WORK TO COMPLETE:
Answer these questions from the passage on property trusts below.
1. Which three companies said all their staff in Japan are safe and accounted for?
2. How much was the loan that Saizen Reit defaulted on, in yen?
3. What interest rate does the loan move to because of the maturity default?

The collective value of its properties in the three affected areas – Sendai, Koriyama and Morioka – stand at 5.88 billion yen, accounting for 15.5 per cent of its total portfolio value.
Mapletree Logistics Trust, Parkway Life Reit and GLP have said that all their staff in Japan are safe and accounted for.
Saizen – BT
Saizen Reit defaults on 7.25b yen loan
Property trust says maturity default not likely to affect its ability to operate
Singapore-listed property trust Saizen Reit said yesterday it had defaulted on a 7.253 billion yen (S$112.65 million) commercial mortgage-backed securities loan.
The company said in a statement the ‘maturity default’ was not expected to affect Saizen Reit’s ability to operate as a going concern nor impair its ability to get further financing.
A maturity default occurs when the borrower fails to pay the lender the balloon payment, or principal balance, at maturity.
‘The main impact of this maturity default is an increase in the interest rate from 3.07 per cent to a default rate of 7.07 per cent per annum,’ Saizen said in a statement.

GIVEN ENTRIES:
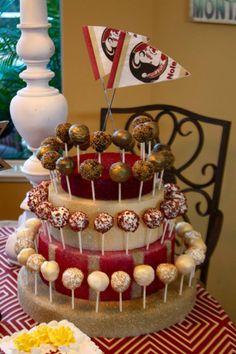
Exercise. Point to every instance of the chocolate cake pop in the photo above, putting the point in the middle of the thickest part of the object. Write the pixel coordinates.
(167, 273)
(120, 281)
(144, 275)
(152, 218)
(120, 173)
(103, 223)
(72, 279)
(128, 221)
(59, 217)
(98, 281)
(50, 272)
(90, 170)
(78, 222)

SOLUTION TO THE EXERCISE:
1. Mapletree Logistics Trust, Parkway Life Reit and GLP.
2. 7.253 billion yen.
3. A default rate of 7.07 per cent per annum, up from 3.07 per cent.